━━ SOURCE DATA ━━

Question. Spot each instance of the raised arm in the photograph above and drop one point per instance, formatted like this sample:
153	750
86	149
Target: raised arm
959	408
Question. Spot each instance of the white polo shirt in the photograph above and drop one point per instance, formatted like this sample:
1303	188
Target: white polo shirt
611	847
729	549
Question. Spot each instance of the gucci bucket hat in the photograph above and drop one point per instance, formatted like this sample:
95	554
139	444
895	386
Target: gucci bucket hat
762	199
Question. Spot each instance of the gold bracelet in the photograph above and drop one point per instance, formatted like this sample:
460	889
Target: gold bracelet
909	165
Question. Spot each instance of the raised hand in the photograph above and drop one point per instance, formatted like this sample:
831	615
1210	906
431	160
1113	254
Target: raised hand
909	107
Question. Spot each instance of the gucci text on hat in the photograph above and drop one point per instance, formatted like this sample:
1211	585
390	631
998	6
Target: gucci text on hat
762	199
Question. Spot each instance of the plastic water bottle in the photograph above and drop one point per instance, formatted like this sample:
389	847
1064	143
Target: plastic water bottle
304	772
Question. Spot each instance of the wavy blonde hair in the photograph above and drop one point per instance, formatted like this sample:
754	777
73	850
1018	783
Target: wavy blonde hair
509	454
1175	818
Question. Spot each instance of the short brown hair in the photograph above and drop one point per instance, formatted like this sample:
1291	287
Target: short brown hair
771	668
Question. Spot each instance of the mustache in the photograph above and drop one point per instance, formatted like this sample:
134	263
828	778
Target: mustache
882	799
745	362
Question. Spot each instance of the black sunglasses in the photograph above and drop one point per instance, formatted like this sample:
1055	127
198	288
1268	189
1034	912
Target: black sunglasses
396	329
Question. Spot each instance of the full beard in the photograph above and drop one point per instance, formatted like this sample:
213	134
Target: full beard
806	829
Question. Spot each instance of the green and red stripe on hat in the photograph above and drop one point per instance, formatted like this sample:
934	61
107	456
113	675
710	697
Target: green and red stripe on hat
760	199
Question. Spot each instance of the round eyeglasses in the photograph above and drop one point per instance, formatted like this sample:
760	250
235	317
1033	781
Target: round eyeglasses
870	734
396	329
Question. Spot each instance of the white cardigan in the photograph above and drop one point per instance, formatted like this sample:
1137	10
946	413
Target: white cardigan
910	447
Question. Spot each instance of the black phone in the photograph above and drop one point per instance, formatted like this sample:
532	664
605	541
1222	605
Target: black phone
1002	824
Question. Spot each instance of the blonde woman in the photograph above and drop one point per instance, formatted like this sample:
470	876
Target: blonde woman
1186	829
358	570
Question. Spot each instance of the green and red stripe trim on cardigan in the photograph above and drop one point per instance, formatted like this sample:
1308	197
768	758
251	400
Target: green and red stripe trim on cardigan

━━━

- BRIEF -
The whole of the material above is to be restated exactly.

- EXERCISE OUTPUT -
Question. Spot each instance of the raised arm in the photograph above and drop one point per instance, formatted like this sample:
153	750
86	149
Target: raised arm
959	408
Question. Spot each instance of the white polo shirt in the photograph above and drop one point per instance, formatted like this sample:
1303	188
Target: white polo shirt
611	847
729	549
Question. Spot each instance of the gucci bucket hat in the photograph above and drop one point per instance, formatted like this sample:
95	554
139	444
895	386
Target: gucci bucket hat
762	199
Question. Spot each instance of the gold bracelet in the photograph above and drop one point per instance, formatted like this sample:
460	889
Target: gold bracelet
909	165
Question. Spot each instance of the raised hand in the photograph above and drop one point per instance, formatted like this sample:
831	615
1210	906
431	160
1113	254
Target: raised hand
909	107
Question. Spot each instance of the gucci text on hat in the photograph above and drop one point per instance, formatted like this sample:
1211	585
390	631
998	6
Target: gucci text on hat
762	199
Question. Spot each instance of the plastic water bottle in the photograph above and drop one point per instance, formatted like this sample:
389	847
1064	143
Target: plastic water bottle
304	772
Question. Spot each instance of the wavy blonde hair in the photograph above and drop one point per instance, formatted like this sample:
754	777
73	850
1018	783
Target: wavy blonde hair
509	454
1175	818
Question. Spot each instance of the short brown hair in the photograph above and drop one point per instance, formatted like this sample:
1291	287
Target: short brown hair
771	668
Question. Spot each instance of the mustache in the photograph above and drop one point per instance, formatted like this sample:
134	263
828	778
Target: mustache
882	799
745	362
Question. Spot each instance of the black sunglasses in the photograph above and drop one point per instance, formatted like this sample:
1055	127
198	288
1268	189
1034	912
Target: black sunglasses
396	329
Question. Spot each instance of the full beard in the photograph above and drop one point per instance, formatted like this sample:
213	134
Target: full beard
806	829
Question. Spot each instance of the green and red stripe on hat in the photograph above and drop one point per instance, formatted like this sample:
934	61
107	456
113	675
710	697
Target: green and red stripe on hat
760	199
Question. Spot each instance of the round eyeglasses in the photograph above and drop one point per instance, formatted like this sample:
760	250
235	317
1033	781
Target: round eyeglasses
870	734
396	329
Question. Spot each instance of the white cardigan in the photograph above and drop one point per instance, formatted like this sample:
1137	10
946	413
Target: white cardigan
910	447
Question. Spot each instance of the black phone in the photograph above and drop one point per instance, formatted like this sample:
532	664
605	541
1222	605
Target: black phone
1002	824
Question. Spot each instance of the blonde woman in the photograph above and drop one point per instance, formatted like this sample:
470	876
Target: blonde woman
1186	829
358	570
Question. Spot each instance of the green and red stripe trim on cardigan in the photograph above and drop one point per instance, formatted like this sample:
1308	197
768	758
251	400
Target: green and red stripe trim on cardigan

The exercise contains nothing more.